• SELECTED EXCERPT:

Recently, eBPF (extended Berkeley Packet Filter) emerged as a popular option to implement observability at the end-hosts kernel, due to performance and flexibility. This method enables custom programs to be hooked at certain points along the network data path (for instance, a socket, TC, and XDP). Several open source eBPF-based plugins and operators have been released, and each can be plugged into end-host nodes to provide network observability through your cloud orchestrator.

Existing Observability Tools

The core component of an observability module is how it non-invasively collects the necessary data. To that end, using instrumented code and measurements, we've studied how the design of the eBPF datapath affects performance of an observability module, and the workloads it's monitoring. The artifacts of our measurements are open source and available in our research Git repo. We're also able to provide some useful insights you can use when designing a scalable and high-performance eBPF monitoring data path.

Here are existing open source tools available to achieve observability in the context of both the network and the host:

Skydive

Skydive is a network topology and flow analyzer. It attaches probes to nodes to collect flow-level information. The probes are attached using PCAP, AF_Packet, Open vSwitch, and so on. Instead of capturing the entire packet, Skydive uses eBPF to capture the flow metrics. The eBPF implementation, attached to the socket hook-point, uses a hash map to store flow headers and metrics (packets, bytes, and direction.)

libebpfflow

Libebpfflow is a network visibility library using eBPF to provide network visibility. It hooks on to various points in a host stack, like kernel probes (inet_csk_accept, tcp_retransmit_skb) and tracepoints (net:netif_receive_skb, net:net_dev_queue) to analyze TCP/UDP traffic states, RTT, and more. In addition, it provides process, and the container mapping for the traffic it analyzes. Its eBPF implementation uses perf event buffer to notify TCP state change events to userspace. For UDP, it attaches to the tracepoint of the network device queue and uses a combination of LRU hash map and perf event buffer to store UDP flow metrics.

• THE TASKS:
A. Can you rewrite every line of the records, swapping "gray" for "white" and leaving everything else as it is?
B. Can you extend the passage on eBPF-based observability tools, picking up right after its last sentence?
The text on eBPF observability tools has no connection to the records.

• RECORDED DATA:
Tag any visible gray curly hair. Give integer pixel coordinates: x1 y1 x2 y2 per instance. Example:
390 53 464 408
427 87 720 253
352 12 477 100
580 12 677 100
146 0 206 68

• ANSWERS TO THE TASKS:
A.
Tag any visible white curly hair. Give integer pixel coordinates: x1 y1 x2 y2 per instance. Example:
390 53 464 408
427 87 720 253
352 12 477 100
580 12 677 100
146 0 206 68

B.
eBPF Exporter

Cloudflare's eBPF Exporter provides APIs for plugging in custom eBPF code to record custom metrics of interest. It requires the entire eBPF C code (along with the hook point) to be appended to a YAML file for deployment.

Pixie

Pixie uses bpftrace to trace syscalls. It uses TCP/UDP state messages to collect the necessary information, which is then sent to Pixie Edge Module (PEM). In the PEM, the data is parsed according to the detected protocol and stored for querying.

Inspektor

Inspektor is a collection of tools for Kubernetes cluster debugging. It aids the mapping of low-level kernel primitives with Kubernetes resources. It's added as a daemonset on each node of the cluster to collect traces using eBPF for events such as syscalls. These events are written to the perf ring buffer. Finally, the ring buffer is consumed retrospectively when a fault occurs (for example, upon a pod crash).

L3AF

L3AF provides a set of eBPF packages that can be packaged and chained together using tail-calls. It provides a network observability tool, which mirrors traffic based on the flow-id to the user-space agent. Additionally, it also provides an IPFIX flow exporter by storing flow records on a hash map in the eBPF datapath.

Host-INT

Host-INT extends in-band Network Telemetry support to support telemetry for host network stack. Fundamentally, INT embeds the switching delay incurred for each packet into an INT header in the packet. Host-INT does the same for the host network stack between two hosts. Host-INT has two data-path components: a source and sink based on eBPF. The source runs on a TC hook of the sender host's interface, and the sink runs on an XDP hook of the receiver host’s interface. At the source, it uses Hash maps to store flow statistics. Additionally, it adds in an INT header with an ingress/egress port, timestamps, and so on. At the sink, it uses a perf array to send statistics to a sink userspace program on each packet arrival, and sends the packet to the kernel.

Falco

Falco is a cloud-native runtime security project. It monitors system calls using eBPF probes and parses them at runtime. Falco has provisions to configure alerts on activities such as privileged access using privileged containers, read and write to kernel folders, user addition, password change etc. Falco comprises an userspace program as a CLI tool to specify the alerts and obtain the parsed syscall output and a falco driver built over libscap and libsinsp libraries. For syscalls probes falco uses eBPF ring buffers.

Cilium

Observability in Cilium is enabled using eBPF. Hubble is a platform with eBPF hooks running on each node on a cluster. It helps draw insights on services communicating with each other to build a service dependency graph. It also aids Layer 7 monitoring to analyze for e.g. the HTTP calls as well as Kafka topics, Layer 4 monitoring with TCP retransmission rate, and more.

Tetragon

Tetragon is an extensible framework for security and observability in Cilium. The underlying enabler for tetragon is eBPF with data stored using ring buffers but, along with monitoring eBPF is leveraged to enforce policy spanning various kernel components such as virtual file system (VFS), namespace, system call.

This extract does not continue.